* _What to produce_:
Rewrite the records below, starting at the line that has "Find the bounding region for the coral reef" and stopping after the line that has "[147,130,168,153]", with both of those lines included. Shift every bounding box coordinate up by 20, and repeat all other lines unchanged.
──────── Data shown ────────
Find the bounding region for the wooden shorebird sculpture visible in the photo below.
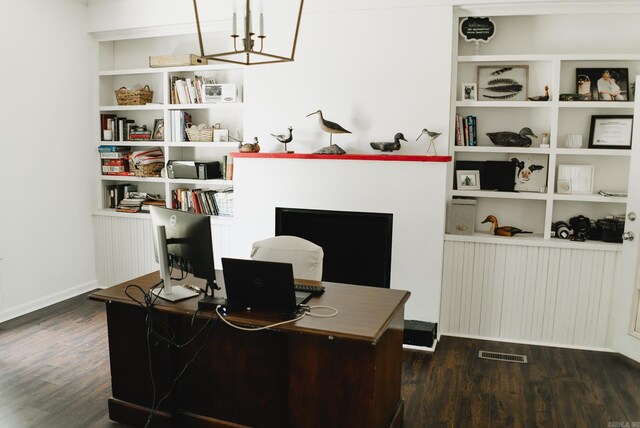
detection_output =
[482,215,533,236]
[307,110,351,153]
[416,128,442,156]
[271,126,293,153]
[487,127,538,147]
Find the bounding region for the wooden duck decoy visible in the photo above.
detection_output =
[271,126,293,153]
[238,137,260,153]
[482,215,533,236]
[487,127,538,147]
[369,132,407,152]
[528,86,549,101]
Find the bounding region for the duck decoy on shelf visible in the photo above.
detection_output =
[238,137,260,153]
[307,110,351,154]
[482,215,533,236]
[271,126,293,153]
[369,132,407,152]
[416,128,442,156]
[487,127,538,147]
[528,86,549,101]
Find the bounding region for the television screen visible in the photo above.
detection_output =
[276,207,393,288]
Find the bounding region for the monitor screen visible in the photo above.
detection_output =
[151,206,216,284]
[275,207,393,288]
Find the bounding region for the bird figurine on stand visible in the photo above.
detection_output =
[416,128,442,156]
[238,137,260,153]
[528,86,549,101]
[271,126,293,153]
[482,215,533,236]
[307,110,351,155]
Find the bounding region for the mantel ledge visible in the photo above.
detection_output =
[231,152,451,162]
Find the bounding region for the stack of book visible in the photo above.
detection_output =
[456,114,478,146]
[98,146,133,175]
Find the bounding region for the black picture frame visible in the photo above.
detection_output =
[576,67,629,101]
[589,115,633,150]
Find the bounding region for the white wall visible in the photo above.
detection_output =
[0,0,97,321]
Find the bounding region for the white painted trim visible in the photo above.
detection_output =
[439,332,616,352]
[0,280,99,323]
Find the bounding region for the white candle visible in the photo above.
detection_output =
[231,12,238,36]
[260,13,264,36]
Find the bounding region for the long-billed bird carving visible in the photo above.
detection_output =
[307,110,351,145]
[482,215,533,236]
[271,126,293,153]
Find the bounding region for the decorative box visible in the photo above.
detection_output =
[447,199,476,235]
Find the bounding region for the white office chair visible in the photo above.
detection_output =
[251,235,324,281]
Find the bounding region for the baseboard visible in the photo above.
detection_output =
[438,332,616,352]
[0,280,98,323]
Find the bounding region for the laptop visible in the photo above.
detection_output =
[222,257,312,316]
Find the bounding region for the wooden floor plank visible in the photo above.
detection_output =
[0,296,640,428]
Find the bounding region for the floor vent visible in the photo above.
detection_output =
[478,351,527,364]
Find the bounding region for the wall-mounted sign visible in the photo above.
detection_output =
[460,17,496,43]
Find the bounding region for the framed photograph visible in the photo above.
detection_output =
[589,115,633,149]
[456,170,480,190]
[507,153,549,193]
[462,83,478,101]
[477,65,529,101]
[151,119,164,141]
[576,68,629,101]
[557,165,595,194]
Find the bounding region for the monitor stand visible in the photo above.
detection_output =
[151,285,199,302]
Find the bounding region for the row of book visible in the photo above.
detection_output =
[100,113,152,141]
[171,188,234,215]
[456,114,478,146]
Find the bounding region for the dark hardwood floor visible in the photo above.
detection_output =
[0,296,640,428]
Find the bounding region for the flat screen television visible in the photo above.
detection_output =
[275,207,393,288]
[151,206,216,301]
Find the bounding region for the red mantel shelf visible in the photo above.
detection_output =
[231,152,451,162]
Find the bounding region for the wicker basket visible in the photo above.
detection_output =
[114,85,153,106]
[129,160,164,177]
[186,126,213,141]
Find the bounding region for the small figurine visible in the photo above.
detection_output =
[238,137,260,153]
[271,126,293,153]
[416,128,442,156]
[528,86,549,101]
[482,215,533,236]
[369,132,407,152]
[307,110,351,154]
[487,127,538,147]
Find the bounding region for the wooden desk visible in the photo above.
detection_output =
[90,273,410,428]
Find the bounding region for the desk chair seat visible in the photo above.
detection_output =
[251,235,324,281]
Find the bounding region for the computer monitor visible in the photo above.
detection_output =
[275,207,393,288]
[151,205,217,301]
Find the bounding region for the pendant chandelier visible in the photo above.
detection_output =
[193,0,304,65]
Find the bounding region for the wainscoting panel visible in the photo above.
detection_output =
[93,215,233,287]
[440,241,621,348]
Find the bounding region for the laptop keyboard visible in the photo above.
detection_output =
[295,284,324,296]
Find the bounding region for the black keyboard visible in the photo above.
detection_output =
[295,284,324,296]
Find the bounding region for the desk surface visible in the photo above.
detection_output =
[89,272,411,342]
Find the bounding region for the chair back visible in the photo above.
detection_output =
[251,235,324,281]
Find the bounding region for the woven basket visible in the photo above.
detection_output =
[114,85,153,106]
[186,126,213,141]
[129,160,164,177]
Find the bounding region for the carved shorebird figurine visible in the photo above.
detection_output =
[487,127,538,147]
[271,126,293,153]
[482,215,533,236]
[307,110,351,145]
[416,128,442,156]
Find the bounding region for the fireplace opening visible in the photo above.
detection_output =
[275,207,393,288]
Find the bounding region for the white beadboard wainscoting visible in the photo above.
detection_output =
[440,238,621,349]
[93,211,233,287]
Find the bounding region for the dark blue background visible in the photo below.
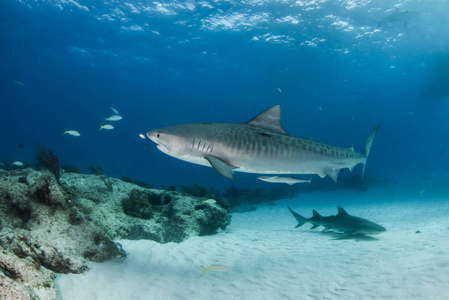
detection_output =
[0,0,449,187]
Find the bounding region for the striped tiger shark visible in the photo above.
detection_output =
[147,105,379,182]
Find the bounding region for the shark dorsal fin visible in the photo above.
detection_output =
[337,205,348,216]
[246,104,287,134]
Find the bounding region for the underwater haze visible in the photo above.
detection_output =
[0,0,449,188]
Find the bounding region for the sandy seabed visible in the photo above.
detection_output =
[57,182,449,300]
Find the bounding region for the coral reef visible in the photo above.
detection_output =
[120,176,154,190]
[0,169,125,299]
[61,174,230,243]
[0,247,60,300]
[0,169,230,300]
[61,164,81,174]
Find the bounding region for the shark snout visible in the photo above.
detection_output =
[147,130,168,153]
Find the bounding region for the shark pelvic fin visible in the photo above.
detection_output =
[362,125,380,178]
[325,169,340,182]
[205,156,237,179]
[337,205,349,216]
[246,104,287,134]
[287,205,307,228]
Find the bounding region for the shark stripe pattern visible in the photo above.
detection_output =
[147,105,379,181]
[287,206,387,238]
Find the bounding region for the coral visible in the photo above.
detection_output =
[122,189,172,219]
[30,172,66,207]
[61,164,81,174]
[35,146,61,181]
[0,247,60,300]
[0,169,126,299]
[120,176,154,189]
[62,174,230,243]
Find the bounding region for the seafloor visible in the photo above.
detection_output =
[57,181,449,300]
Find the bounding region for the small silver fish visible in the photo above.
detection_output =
[98,124,114,131]
[257,176,312,185]
[103,115,123,122]
[201,199,217,204]
[62,130,81,136]
[111,106,118,115]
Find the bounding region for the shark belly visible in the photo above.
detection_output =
[212,133,366,177]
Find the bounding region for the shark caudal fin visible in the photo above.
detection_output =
[362,125,380,178]
[287,205,307,228]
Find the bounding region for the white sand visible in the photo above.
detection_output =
[57,182,449,300]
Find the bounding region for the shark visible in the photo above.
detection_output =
[257,176,312,186]
[147,105,379,182]
[287,206,387,238]
[376,7,419,28]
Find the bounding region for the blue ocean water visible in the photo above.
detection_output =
[0,0,449,188]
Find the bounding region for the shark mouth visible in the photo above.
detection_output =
[156,144,168,153]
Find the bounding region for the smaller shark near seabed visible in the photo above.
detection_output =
[287,206,387,239]
[257,176,312,186]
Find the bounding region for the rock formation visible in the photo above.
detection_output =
[0,169,230,299]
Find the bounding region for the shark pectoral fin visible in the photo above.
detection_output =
[334,231,355,240]
[325,169,340,182]
[205,156,237,179]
────────
* _Result of this exercise_:
Find the bounding region for the coral reef visible in the photo above.
detection_output =
[140,196,174,210]
[20,189,145,319]
[81,194,250,263]
[20,267,80,320]
[20,189,250,320]
[81,184,101,194]
Find the bounding region for the shark snout visible in the photo above.
detection_output =
[167,150,188,173]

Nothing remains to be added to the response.